== Short exercise ==
Recast every item below as a two-column CSV with the headers "item_text" and "answer", one row per item, and leave out the pictures. Put each field in double quotes and replace any line breaks inside it with spaces.
==== Records to process
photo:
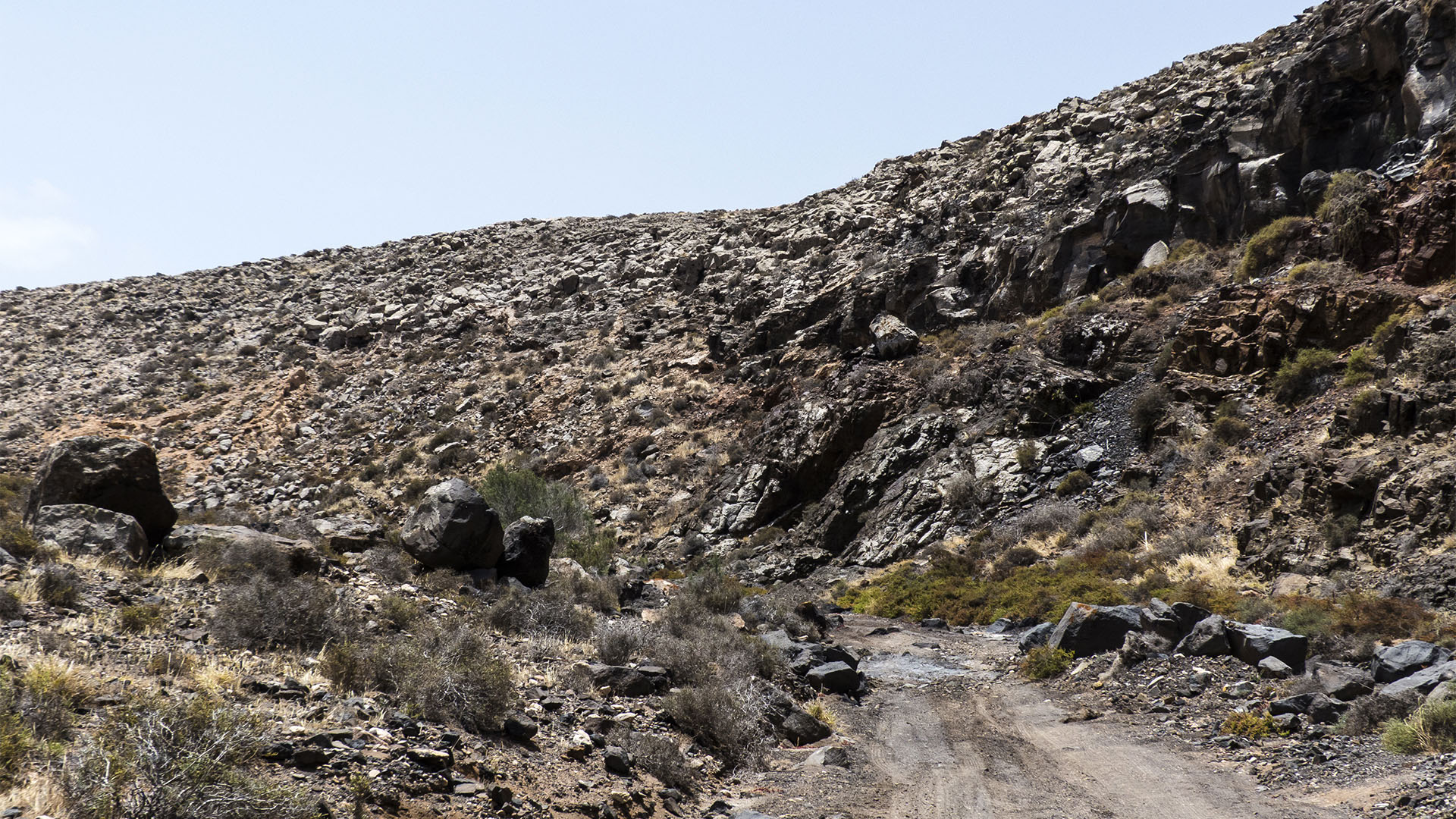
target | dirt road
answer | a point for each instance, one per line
(948, 735)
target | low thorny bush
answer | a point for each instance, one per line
(271, 613)
(175, 760)
(1046, 662)
(441, 672)
(727, 717)
(619, 642)
(1430, 729)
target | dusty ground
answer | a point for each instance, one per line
(948, 733)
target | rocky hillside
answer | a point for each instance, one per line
(1188, 338)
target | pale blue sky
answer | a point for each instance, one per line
(159, 137)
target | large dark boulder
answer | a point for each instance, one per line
(1315, 706)
(1088, 630)
(528, 550)
(1036, 635)
(835, 678)
(1404, 659)
(1207, 639)
(1423, 681)
(115, 474)
(453, 528)
(1253, 643)
(82, 529)
(802, 729)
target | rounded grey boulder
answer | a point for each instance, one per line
(453, 528)
(92, 531)
(115, 474)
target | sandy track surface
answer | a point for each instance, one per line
(946, 733)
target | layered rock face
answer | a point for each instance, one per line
(843, 381)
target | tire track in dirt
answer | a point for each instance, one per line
(946, 736)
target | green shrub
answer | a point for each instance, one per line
(17, 746)
(1305, 271)
(517, 493)
(951, 592)
(1027, 457)
(1187, 249)
(1076, 482)
(1149, 410)
(1348, 207)
(1269, 245)
(58, 585)
(17, 741)
(1340, 531)
(619, 642)
(1248, 725)
(1046, 662)
(1430, 729)
(17, 538)
(175, 758)
(1365, 406)
(1359, 366)
(1296, 375)
(1386, 330)
(592, 551)
(11, 607)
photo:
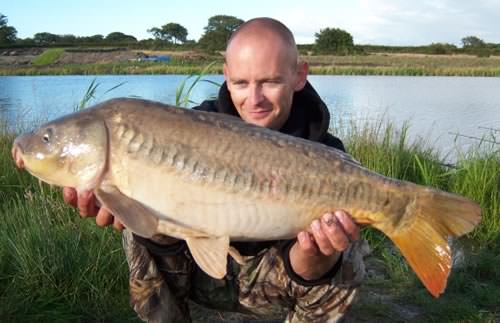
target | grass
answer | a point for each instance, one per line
(474, 287)
(48, 57)
(57, 267)
(373, 64)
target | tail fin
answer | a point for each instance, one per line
(424, 242)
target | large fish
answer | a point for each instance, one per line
(210, 178)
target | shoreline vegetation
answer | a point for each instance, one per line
(100, 61)
(56, 266)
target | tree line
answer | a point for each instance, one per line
(218, 30)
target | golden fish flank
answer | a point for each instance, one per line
(210, 178)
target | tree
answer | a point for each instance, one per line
(472, 42)
(45, 38)
(171, 32)
(334, 40)
(218, 31)
(120, 37)
(7, 33)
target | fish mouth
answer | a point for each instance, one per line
(17, 155)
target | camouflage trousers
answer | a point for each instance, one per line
(160, 286)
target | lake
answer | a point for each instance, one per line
(436, 107)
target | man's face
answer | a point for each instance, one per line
(262, 77)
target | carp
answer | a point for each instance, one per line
(210, 178)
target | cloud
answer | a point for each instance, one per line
(399, 22)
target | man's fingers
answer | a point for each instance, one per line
(323, 242)
(117, 224)
(104, 217)
(86, 204)
(307, 244)
(69, 196)
(334, 232)
(349, 226)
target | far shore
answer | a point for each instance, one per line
(124, 61)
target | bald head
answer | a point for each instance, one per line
(264, 32)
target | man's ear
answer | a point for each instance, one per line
(302, 70)
(226, 73)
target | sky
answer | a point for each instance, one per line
(376, 22)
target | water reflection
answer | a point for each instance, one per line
(435, 106)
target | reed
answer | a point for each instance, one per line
(374, 64)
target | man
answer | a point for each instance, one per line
(311, 278)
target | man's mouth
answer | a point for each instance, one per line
(260, 114)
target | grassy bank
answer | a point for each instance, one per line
(57, 267)
(374, 64)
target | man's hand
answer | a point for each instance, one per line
(317, 251)
(88, 207)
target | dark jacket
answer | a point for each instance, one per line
(309, 119)
(309, 116)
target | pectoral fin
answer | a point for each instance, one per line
(210, 254)
(134, 215)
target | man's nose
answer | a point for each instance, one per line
(256, 95)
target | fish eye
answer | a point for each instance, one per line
(47, 136)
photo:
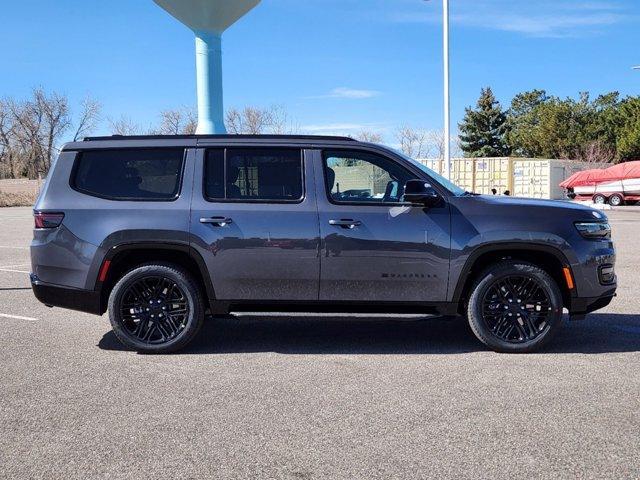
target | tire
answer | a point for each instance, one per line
(154, 291)
(616, 200)
(524, 324)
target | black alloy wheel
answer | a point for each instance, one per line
(156, 308)
(515, 307)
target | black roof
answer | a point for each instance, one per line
(221, 137)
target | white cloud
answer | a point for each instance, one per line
(351, 93)
(536, 19)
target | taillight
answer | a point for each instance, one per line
(48, 220)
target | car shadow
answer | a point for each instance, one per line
(599, 333)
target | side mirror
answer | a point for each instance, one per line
(420, 192)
========
== Right answer ==
item_text,answer
"photo: target | dirt road answer | a point for each instance, one per line","(948, 735)"
"target | low thorny bush answer | a point for each instance, one per line","(271, 613) (175, 760) (1046, 662) (441, 672) (727, 717) (619, 642) (1430, 729)"
"target | dusty ground answer | a point for each instance, one per line","(948, 733)"
"target | rocky hillside answer | a point for each instance, one per line","(1188, 338)"
"target | pale blue sky answer | a point for each instance, one per line","(159, 137)"
"target | large dark boulder answer | a point for each instance, one per line","(1315, 706) (1088, 630) (528, 550) (1036, 635) (835, 678) (1404, 659) (1207, 639) (1423, 681) (115, 474) (453, 528) (1253, 643) (82, 529) (802, 729)"
"target | rounded grey boulder answer | a point for each instance, one per line","(453, 528) (92, 531) (115, 474)"
"target | sandy track surface answer | a point for each instance, one per line","(946, 733)"
"target | layered rock face answer | a point for each instance, one per line","(843, 381)"
"target | tire track in dirt answer | a point for each instance, one per line","(946, 736)"
"target | green shrub answer | a point for each instance, one per line","(17, 746) (1305, 271) (517, 493) (951, 592) (1027, 457) (1187, 249) (1076, 482) (1149, 410) (1348, 207) (1269, 245) (58, 585) (17, 741) (1340, 531) (619, 642) (1248, 725) (1046, 662) (1430, 729) (17, 538) (175, 758) (1365, 406) (1359, 366) (1296, 375) (1386, 330) (592, 551) (11, 607)"
"photo: target | grass answer | a point for each instance, one per line","(474, 287) (48, 57) (57, 267) (373, 64)"
"target | tail fin answer | a point for each instance, one per line","(424, 242)"
"target | large fish answer | a point for each instance, one per line","(210, 178)"
"target | shoreline vegetation answer | a point for each instance, one per line","(100, 61) (56, 266)"
"target | tree line answer | a point for each instance, one per line","(218, 30)"
"target | golden fish flank answer | a point for each instance, one per line","(210, 178)"
"target | tree answer | a point for each instance, one per line","(472, 42) (45, 38) (171, 32) (334, 40) (218, 31) (120, 37) (7, 33)"
"target | fish mouth answer | a point for each instance, one per line","(17, 155)"
"target | camouflage trousers answer | a point for each instance, one per line","(160, 286)"
"target | lake answer | a point for each instance, one per line","(436, 107)"
"target | man's face answer | a point for each instance, one per line","(262, 77)"
"target | carp answer | a point for each instance, one per line","(210, 178)"
"target | cloud answer | a point for each instance, one per line","(399, 22)"
"target | man's fingers answer | a point for each instance, one per line","(323, 242) (117, 224) (104, 217) (86, 204) (307, 244) (69, 196) (334, 232) (349, 226)"
"target | far shore answer | a point for each instance, one per line","(124, 61)"
"target | bald head answer | a point for each instance, one per line","(264, 32)"
"target | man's ear answer | a point for each instance, one per line","(302, 70) (226, 73)"
"target | sky answer | a point for each instance, one per line","(376, 22)"
"target | water reflection answer | a point for each instance, one per line","(435, 106)"
"target | reed answer | a point for each instance, one per line","(374, 64)"
"target | man answer | a point for each instance, one per line","(311, 278)"
"target | man's mouth answer | a point for each instance, one per line","(260, 114)"
"target | grassy bank answer | a point for each instance, one per line","(57, 267) (374, 64)"
"target | man's hand answer | a point for each instance, one per line","(317, 251) (88, 207)"
"target | dark jacket answer | a point for each instance, one per line","(309, 119) (309, 116)"
"target | pectoral fin answer | a point for each instance, one per line","(210, 254) (134, 215)"
"target | man's nose answer | a point for each instance, one per line","(256, 95)"
"target | fish eye answer | a point for each instance, one per line","(47, 136)"
"photo: target | tire answer | a point for each instance, one per line","(154, 291) (616, 200) (524, 324)"
"target | black alloy wheel answer | a point for each instance, one per line","(156, 308) (515, 307)"
"target | black roof answer | a point for each instance, one per line","(221, 137)"
"target | white cloud answer | a point for each instance, one per line","(351, 93) (536, 19)"
"target | taillight answer | a point for each instance, one per line","(48, 220)"
"target | car shadow answer | a point for each instance, one per line","(599, 333)"
"target | side mirror answer | a point for each instance, one per line","(420, 192)"